Given instruction:
Exactly reproduce the lines from the line containing "The function MUST provide one point per instance of the dirt" to the end of the data below, inclusive, and nothing else.

- - -

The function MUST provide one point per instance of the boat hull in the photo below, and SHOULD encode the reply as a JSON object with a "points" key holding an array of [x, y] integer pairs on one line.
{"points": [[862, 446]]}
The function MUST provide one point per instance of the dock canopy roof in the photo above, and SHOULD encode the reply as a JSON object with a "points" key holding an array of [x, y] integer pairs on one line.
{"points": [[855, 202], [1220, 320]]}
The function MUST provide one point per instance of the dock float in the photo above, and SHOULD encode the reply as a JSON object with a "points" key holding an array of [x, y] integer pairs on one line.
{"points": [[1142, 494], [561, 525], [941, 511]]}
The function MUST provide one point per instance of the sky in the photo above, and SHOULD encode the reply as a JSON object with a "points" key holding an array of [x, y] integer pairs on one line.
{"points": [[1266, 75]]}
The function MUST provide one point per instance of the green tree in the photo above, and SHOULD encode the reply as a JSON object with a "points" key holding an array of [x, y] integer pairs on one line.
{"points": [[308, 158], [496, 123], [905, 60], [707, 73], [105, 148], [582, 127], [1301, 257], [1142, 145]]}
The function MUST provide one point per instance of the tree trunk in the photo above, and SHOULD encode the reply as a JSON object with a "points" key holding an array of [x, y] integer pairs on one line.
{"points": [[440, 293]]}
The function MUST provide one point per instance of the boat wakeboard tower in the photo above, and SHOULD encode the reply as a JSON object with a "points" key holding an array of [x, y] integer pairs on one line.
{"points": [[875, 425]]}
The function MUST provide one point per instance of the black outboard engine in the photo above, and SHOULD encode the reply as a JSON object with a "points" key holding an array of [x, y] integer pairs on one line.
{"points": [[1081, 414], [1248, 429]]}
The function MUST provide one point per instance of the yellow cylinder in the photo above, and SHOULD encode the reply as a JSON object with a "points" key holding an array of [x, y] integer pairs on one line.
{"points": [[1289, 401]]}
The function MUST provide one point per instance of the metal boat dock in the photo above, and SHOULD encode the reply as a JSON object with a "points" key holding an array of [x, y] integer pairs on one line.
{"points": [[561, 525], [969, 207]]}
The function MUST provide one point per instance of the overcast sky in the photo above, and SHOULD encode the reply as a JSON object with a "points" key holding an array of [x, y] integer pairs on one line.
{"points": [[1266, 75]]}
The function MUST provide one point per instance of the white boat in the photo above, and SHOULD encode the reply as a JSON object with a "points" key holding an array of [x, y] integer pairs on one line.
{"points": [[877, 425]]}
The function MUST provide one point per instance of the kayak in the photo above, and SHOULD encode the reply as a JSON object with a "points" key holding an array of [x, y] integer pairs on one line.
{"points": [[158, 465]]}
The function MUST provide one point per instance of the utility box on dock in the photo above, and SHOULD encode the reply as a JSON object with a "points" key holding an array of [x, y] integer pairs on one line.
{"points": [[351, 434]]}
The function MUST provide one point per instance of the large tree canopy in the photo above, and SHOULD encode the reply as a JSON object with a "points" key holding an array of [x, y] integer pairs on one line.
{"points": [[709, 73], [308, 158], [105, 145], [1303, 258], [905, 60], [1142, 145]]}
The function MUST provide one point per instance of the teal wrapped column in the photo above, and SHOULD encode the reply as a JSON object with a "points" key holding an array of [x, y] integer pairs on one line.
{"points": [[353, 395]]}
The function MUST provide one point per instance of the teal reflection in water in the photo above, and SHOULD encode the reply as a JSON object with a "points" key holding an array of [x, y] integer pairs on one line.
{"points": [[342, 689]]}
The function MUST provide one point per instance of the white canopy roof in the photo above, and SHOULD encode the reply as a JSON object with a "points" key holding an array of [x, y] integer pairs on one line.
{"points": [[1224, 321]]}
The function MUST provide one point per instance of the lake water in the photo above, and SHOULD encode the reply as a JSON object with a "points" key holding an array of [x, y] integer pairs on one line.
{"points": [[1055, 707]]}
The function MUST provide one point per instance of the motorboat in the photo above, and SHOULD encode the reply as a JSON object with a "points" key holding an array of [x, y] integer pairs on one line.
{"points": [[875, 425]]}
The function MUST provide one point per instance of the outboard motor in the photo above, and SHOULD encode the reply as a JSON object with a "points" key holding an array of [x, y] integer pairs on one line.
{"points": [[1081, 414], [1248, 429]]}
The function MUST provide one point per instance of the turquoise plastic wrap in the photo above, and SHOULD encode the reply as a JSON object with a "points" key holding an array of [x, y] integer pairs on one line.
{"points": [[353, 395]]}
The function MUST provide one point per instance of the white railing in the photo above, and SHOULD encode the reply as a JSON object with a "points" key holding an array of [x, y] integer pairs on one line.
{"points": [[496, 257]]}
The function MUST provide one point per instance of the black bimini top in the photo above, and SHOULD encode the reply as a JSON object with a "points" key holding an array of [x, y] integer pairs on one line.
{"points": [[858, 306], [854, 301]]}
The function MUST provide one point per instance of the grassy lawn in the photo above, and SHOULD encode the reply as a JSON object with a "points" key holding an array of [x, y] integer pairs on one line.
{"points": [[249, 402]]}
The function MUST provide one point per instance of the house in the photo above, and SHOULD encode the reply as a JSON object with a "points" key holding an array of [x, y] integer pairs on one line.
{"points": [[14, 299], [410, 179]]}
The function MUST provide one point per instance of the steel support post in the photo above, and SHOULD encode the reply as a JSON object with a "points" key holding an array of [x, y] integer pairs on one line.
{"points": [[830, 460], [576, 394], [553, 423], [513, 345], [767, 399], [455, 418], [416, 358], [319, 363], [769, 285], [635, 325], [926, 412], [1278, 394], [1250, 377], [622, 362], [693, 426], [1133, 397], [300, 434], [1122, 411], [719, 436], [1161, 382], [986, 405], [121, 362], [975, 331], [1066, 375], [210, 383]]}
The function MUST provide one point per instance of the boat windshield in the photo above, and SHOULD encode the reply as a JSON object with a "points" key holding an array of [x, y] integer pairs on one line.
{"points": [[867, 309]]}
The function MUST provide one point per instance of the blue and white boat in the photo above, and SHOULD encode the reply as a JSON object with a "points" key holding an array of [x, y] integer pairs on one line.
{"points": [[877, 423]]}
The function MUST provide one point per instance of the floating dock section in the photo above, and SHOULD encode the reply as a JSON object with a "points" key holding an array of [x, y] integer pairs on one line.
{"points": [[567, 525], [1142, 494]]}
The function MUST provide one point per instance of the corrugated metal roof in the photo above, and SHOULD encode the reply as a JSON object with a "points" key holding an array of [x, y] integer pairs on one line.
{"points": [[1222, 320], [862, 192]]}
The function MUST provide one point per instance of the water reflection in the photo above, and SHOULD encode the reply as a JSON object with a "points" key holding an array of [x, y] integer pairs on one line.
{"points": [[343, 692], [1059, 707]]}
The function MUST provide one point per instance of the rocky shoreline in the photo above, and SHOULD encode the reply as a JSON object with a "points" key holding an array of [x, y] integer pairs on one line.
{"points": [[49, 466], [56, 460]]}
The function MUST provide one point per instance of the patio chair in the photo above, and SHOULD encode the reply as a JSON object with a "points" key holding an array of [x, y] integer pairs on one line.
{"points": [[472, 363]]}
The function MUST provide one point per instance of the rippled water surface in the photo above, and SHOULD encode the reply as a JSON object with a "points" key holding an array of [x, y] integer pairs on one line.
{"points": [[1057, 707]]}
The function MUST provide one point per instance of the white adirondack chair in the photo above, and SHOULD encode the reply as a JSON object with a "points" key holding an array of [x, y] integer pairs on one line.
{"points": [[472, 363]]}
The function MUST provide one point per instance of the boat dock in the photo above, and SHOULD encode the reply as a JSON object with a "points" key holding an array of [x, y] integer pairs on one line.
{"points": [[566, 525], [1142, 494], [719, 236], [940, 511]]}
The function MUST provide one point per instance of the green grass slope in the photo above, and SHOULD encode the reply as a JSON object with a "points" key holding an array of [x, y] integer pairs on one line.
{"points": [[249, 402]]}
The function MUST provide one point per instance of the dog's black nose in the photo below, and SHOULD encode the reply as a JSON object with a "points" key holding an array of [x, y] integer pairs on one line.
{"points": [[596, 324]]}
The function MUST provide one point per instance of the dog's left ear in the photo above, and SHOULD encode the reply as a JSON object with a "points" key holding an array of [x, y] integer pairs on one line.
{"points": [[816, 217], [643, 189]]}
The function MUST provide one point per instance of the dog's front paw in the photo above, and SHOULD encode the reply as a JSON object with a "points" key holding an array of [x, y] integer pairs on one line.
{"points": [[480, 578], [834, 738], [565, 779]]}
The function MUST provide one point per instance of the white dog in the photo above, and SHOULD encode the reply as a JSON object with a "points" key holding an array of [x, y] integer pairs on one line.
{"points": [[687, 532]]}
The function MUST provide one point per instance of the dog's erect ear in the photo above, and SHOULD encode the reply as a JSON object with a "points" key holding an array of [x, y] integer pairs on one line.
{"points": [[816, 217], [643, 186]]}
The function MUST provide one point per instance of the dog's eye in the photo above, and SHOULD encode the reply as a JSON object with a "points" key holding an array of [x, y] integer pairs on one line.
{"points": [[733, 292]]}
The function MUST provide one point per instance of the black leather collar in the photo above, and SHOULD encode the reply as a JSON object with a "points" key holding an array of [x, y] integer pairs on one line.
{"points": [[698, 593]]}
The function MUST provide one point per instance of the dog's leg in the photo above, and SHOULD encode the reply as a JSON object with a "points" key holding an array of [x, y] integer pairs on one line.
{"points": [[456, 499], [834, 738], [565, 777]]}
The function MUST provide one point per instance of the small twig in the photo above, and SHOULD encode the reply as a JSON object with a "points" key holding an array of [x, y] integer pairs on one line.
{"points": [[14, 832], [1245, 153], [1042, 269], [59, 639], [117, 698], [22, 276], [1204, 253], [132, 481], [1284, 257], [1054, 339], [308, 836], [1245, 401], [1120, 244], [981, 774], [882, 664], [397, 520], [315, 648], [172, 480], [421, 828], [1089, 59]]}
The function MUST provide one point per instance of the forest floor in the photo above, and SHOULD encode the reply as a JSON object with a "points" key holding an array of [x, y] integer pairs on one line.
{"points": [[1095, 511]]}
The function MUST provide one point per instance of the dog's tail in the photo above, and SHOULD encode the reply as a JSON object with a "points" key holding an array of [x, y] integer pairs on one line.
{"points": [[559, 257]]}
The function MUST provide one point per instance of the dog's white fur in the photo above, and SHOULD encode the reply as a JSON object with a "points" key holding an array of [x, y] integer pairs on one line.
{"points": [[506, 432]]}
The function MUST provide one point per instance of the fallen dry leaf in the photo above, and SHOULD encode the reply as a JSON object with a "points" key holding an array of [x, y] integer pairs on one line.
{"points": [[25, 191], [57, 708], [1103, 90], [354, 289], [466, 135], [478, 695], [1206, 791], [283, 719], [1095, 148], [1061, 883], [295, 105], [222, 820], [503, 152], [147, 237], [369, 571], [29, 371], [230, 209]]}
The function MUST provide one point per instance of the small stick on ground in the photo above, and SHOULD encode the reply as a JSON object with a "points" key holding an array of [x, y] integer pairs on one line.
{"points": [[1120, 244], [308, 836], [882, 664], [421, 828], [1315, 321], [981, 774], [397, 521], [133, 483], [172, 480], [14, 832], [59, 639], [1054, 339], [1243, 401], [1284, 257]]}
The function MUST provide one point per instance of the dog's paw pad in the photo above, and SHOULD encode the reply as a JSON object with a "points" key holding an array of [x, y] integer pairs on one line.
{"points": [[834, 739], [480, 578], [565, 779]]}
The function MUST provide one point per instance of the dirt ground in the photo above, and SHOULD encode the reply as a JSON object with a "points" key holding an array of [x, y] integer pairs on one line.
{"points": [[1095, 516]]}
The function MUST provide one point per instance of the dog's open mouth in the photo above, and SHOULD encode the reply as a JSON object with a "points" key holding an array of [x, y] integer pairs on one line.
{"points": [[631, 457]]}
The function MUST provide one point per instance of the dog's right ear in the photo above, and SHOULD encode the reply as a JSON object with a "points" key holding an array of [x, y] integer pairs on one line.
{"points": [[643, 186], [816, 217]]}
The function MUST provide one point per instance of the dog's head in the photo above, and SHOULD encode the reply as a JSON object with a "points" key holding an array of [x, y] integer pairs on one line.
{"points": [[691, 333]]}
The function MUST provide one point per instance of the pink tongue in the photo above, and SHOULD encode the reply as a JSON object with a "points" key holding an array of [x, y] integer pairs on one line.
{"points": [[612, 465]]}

- - -

Exercise response:
The function MUST provide one point per instance of the dirt ground in the photo above, and SHOULD encode the reply as a JSON object with a "points" key holding an array of [x, y] integer pairs on one line.
{"points": [[1095, 516]]}
The function MUST provide one point per instance of the dog's open mouth in the photo above, and SHOULD encode the reply as a JSON object with a "points" key holding an array of [x, y] integer pairs on one line.
{"points": [[631, 457]]}
The function MUST provide one point per instance of the dog's right ear in the photo above, and SHOULD encode the reply as a JSON object with a "points" key holding an array of [x, y] integer pairs on one line.
{"points": [[643, 186], [816, 217]]}
The function MUST provide one point per instance of the dog's head in the photo above, and SHOULD encode the reply as a JSON object with a "points" key holding an array of [x, y] integer pairs on one line.
{"points": [[691, 333]]}
The function MUST provide one point per instance of the pink tongue in the photo above, and SHOULD encode the reply as a JSON object with a "points" key holding an array of [x, y] integer pairs on one line.
{"points": [[612, 465]]}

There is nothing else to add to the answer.